** Opening READING PASSAGE block **

Clarification: An earlier version of this story did not note that statistics on teacher vaccination status are only available for schools that reported data.
While nearly all schools had moved to offer at least some in-person instruction this spring, new federal data suggest some schools were significantly farther along than others in getting all students back on campus full time.
In the last of five monthly federal surveys conducted this spring and summer, the National Center for Education Statistics found close to three-quarters of the nation’s 4th and 8th grade students were receiving at least some in-person instruction by the end of the year, with 52 percent of 4th graders and 46 percent of 8th graders attending in person five days a week.
On closer inspection, however, the data show that only white students had a majority attending full-time, in-person in both primary and middle schools. For the most part students of color still attended school partly or fully remote, with limited live interactions with teachers—particularly in schools in towns and smaller rural communities. The Centers for Disease Control and Prevention have warned that racial gaps in access to in-person learning have in some cases even widened this spring, particularly for older students.
Asian-American students remained the group least likely to return to in-person instruction of any kind, with more than half still learning entirely online and little more than 1 in 4 on campus five days a week when the school year drew to a close. Experts have noted higher concern from Asian-American parents about the safety of returning their students to school, both in the risk of exposure to the coronavirus and from potential bullying and hate crimes against Asian-American students, which spiked in the months after the pandemic began in Wuhan, China.
U.S. Secretary of Education Miguel Cardona expressed confidence that schools will all be on the same page by the end of summer.
“It remains my expectation that in the upcoming academic year, all schools will offer full-time, in-person learning opportunities five days a week to every student. Today’s data shows that this goal is more than within reach—as long as schools continue to take key prevention and mitigation precautions as we recover and reemerge from the coronavirus pandemic,” Cardona said in a statement on the results.

** Closing READING PASSAGE block **
** Opening STUDY MATERIAL block **

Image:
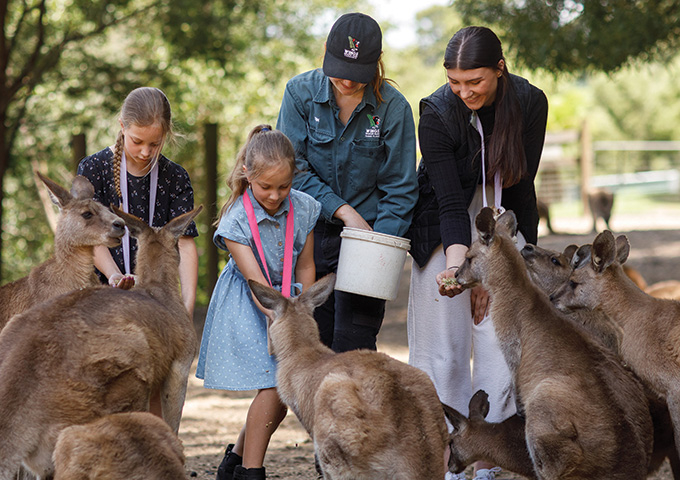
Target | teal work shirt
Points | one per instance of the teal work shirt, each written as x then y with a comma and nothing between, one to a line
370,163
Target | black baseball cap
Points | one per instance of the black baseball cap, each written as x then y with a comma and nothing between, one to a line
353,48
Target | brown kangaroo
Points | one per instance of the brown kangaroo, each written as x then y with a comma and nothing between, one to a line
83,223
96,351
371,417
650,341
131,446
550,270
474,439
586,416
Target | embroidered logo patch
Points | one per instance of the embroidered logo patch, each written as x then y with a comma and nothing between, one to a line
353,50
374,130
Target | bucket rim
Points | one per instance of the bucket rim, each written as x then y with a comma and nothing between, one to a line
377,237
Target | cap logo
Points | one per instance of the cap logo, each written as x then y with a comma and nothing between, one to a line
353,50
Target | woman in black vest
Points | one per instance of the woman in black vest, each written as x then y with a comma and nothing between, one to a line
458,175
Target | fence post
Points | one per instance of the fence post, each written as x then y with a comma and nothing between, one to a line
78,149
210,138
587,160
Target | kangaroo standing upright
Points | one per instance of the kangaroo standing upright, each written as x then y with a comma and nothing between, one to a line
83,223
650,340
587,418
96,351
371,417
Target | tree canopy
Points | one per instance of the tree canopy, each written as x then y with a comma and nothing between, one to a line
577,35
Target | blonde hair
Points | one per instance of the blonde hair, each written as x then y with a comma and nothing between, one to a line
265,148
142,107
379,79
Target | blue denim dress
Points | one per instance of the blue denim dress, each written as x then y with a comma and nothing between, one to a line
233,354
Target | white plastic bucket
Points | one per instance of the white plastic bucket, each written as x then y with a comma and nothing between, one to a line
370,263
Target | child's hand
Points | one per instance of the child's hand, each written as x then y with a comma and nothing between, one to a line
125,282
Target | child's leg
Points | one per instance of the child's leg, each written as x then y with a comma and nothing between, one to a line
264,416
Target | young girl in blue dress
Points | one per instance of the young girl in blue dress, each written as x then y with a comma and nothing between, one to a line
234,353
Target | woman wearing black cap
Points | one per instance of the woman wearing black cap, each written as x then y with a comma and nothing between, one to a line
481,135
354,138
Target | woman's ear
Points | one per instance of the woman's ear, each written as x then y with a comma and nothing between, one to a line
501,67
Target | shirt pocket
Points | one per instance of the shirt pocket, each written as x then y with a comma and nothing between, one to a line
319,151
366,158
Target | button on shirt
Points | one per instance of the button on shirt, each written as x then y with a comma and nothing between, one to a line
370,163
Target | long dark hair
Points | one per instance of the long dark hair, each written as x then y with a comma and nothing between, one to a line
477,47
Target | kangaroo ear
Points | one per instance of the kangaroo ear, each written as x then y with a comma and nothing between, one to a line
485,224
569,251
458,421
603,251
581,256
479,405
135,225
622,249
507,223
58,194
269,297
319,291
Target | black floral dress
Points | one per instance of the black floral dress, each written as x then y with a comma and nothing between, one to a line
174,196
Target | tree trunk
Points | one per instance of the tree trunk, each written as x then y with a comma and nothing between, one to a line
210,137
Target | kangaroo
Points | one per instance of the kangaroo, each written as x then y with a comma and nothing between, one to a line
650,342
371,417
474,439
133,446
586,416
96,351
550,270
83,223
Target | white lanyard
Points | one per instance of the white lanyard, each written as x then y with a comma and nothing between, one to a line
497,186
152,205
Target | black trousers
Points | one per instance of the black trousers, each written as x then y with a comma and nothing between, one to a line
347,321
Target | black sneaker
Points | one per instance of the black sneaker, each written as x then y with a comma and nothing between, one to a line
226,469
241,473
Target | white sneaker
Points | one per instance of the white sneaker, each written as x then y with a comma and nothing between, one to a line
455,476
487,473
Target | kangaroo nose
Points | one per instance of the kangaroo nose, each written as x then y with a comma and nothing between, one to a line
528,250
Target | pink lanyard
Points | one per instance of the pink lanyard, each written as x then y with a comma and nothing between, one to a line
288,248
152,205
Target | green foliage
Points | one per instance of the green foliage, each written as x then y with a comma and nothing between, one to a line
218,61
576,35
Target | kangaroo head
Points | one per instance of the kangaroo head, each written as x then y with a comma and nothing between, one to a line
548,269
158,255
83,222
461,436
491,233
293,312
593,265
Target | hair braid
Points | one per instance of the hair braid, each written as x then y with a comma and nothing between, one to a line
117,156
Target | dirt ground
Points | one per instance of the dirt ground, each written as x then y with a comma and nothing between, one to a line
213,418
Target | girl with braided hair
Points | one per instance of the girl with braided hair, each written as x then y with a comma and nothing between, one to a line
134,175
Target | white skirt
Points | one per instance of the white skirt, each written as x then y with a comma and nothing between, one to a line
459,357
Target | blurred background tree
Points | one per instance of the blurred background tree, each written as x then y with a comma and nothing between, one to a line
67,65
574,36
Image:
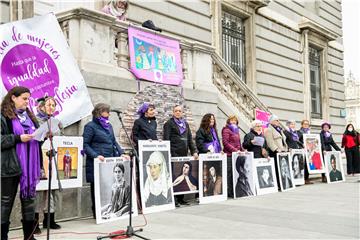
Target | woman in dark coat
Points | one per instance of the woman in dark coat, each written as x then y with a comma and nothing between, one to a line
327,142
145,126
99,142
207,139
232,143
351,142
21,159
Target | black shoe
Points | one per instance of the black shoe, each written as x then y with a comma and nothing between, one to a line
183,202
5,230
53,224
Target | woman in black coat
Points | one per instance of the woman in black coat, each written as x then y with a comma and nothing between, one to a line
99,142
145,126
21,159
207,138
254,141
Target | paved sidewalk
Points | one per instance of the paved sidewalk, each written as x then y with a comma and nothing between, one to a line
327,211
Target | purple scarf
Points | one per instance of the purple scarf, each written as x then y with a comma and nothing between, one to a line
215,142
104,122
294,135
29,157
234,128
181,123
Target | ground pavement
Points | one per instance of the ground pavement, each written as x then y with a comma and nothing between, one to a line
326,211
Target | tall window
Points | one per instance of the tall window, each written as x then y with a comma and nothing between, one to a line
315,82
233,43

** Closing STUDY MATERIAL block **

Write out the passage about in-person instruction this spring word for word, in full.

== RESULT OF THIS EXERCISE ==
Clarification: An earlier version of this story did not note that statistics on teacher vaccination status are only available for schools that reported data.
While nearly all schools had moved to offer at least some in-person instruction this spring, new federal data suggest some schools were significantly farther along than others in getting all students back on campus full time.
In the last of five monthly federal surveys conducted this spring and summer, the National Center for Education Statistics found close to three-quarters of the nation’s 4th and 8th grade students were receiving at least some in-person instruction by the end of the year, with 52 percent of 4th graders and 46 percent of 8th graders attending in person five days a week.
On closer inspection, however, the data show that only white students had a majority attending full-time, in-person in both primary and middle schools. For the most part students of color still attended school partly or fully remote, with limited live interactions with teachers—particularly in schools in towns and smaller rural communities. The Centers for Disease Control and Prevention have warned that racial gaps in access to in-person learning have in some cases even widened this spring, particularly for older students.
Asian-American students remained the group least likely to return to in-person instruction of any kind, with more than half still learning entirely online and little more than 1 in 4 on campus five days a week when the school year drew to a close. Experts have noted higher concern from Asian-American parents about the safety of returning their students to school, both in the risk of exposure to the coronavirus and from potential bullying and hate crimes against Asian-American students, which spiked in the months after the pandemic began in Wuhan, China.
U.S. Secretary of Education Miguel Cardona expressed confidence that schools will all be on the same page by the end of summer.
“It remains my expectation that in the upcoming academic year, all schools will offer full-time, in-person learning opportunities five days a week to every student. Today’s data shows that this goal is more than within reach—as long as schools continue to take key prevention and mitigation precautions as we recover and reemerge from the coronavirus pandemic,” Cardona said in a statement on the results.